**Text passage**:

____

Tucson, AZ – The severely-understaffed Tucson Police Department (TPD) will no longer respond to numerous types of calls in an attempt to ensure there are still enough officers to respond to high-priority emergencies.
TPD Chief Chris Magnus said the department is buckling beneath a severe staffing shortage that is becoming more dire by the day, the Green Valley News reported.
“Call demand far exceeds the number of officers available to address it,” Chief Magnus said in an internal email last week, according to the paper.
Effective in the near future, TPD will no longer respond to deaths at medical care facilities, noise complaints, medical welfare checks, and non-criminal homeless calls that occur on public property, Chief Magnus said in the internal email he issued March 4, according to the Green Valley News.
Offers will also no longer respond to reports of contraband found at courts, hospitals and schools, with the exception of firearms.

____

**Collected data**:

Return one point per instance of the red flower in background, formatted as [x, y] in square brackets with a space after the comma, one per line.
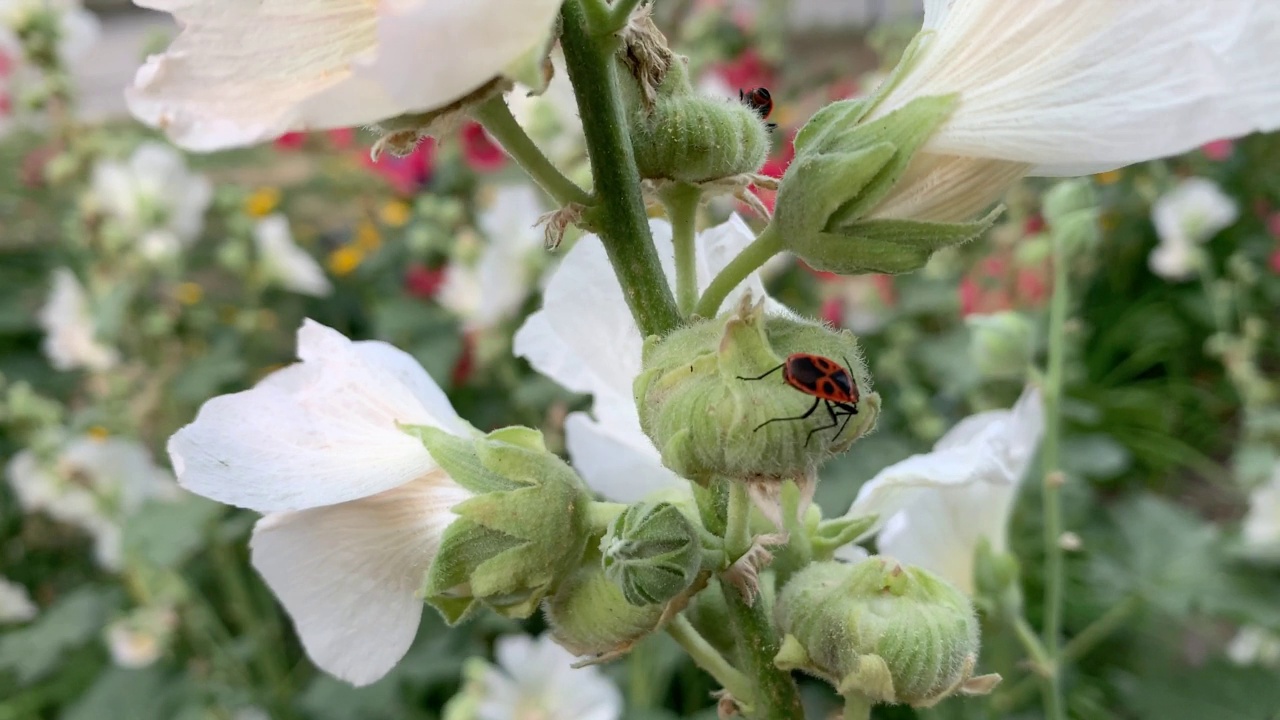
[406, 174]
[481, 153]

____

**Exercise tasks**:
(1) In the article about the Tucson Police Department, on what date did Chief Magnus send the internal email listing the calls officers would stop answering?
(2) Continue the article about the Tucson Police Department from its last sentence.

**Task answers**:
(1) March 4

(2)
Police will not provide transports for medical, shelter, or detox cases, and will not respond to hospitals to deal with uncooperative victims, he said.
Chief Magnus said more call types will be omitted in the event the TPD’s staff continues to dwindle, to include responding to trespassers inside certain properties, all code enforcement, runaways, civil matters, suicidal subjects, mental health welfare checks, panhandling, and defecating or urinating in public, the Green Valley News reported.
Sending officers to investigate financial crimes could also come to an end if the situation doesn’t improve.
“It’s a gradual transition and many of these are things we shouldn’t have been responding to in the first place,” Chief Magnus told the Green Valley News.
The chief said in the email that “there is no easy way” to deal with the problems the department is facing, and called the changes “a temporary fix to an ongoing problem.”
He said traffic safety officers must spend at least half of their shifts responding to calls for service, and pulled a majority of the agency’s prison transport officers back onto patrol duties, the Green Valley News reported.
The bulk of the mayoral security detail will be returning to patrol duties, as will some of the police academy staff, he said.
According to the Tucson Police Officers Association (TPOA), the staffing shortage has resulted in a severe delay in response times to 1,012 burglaries over the past year.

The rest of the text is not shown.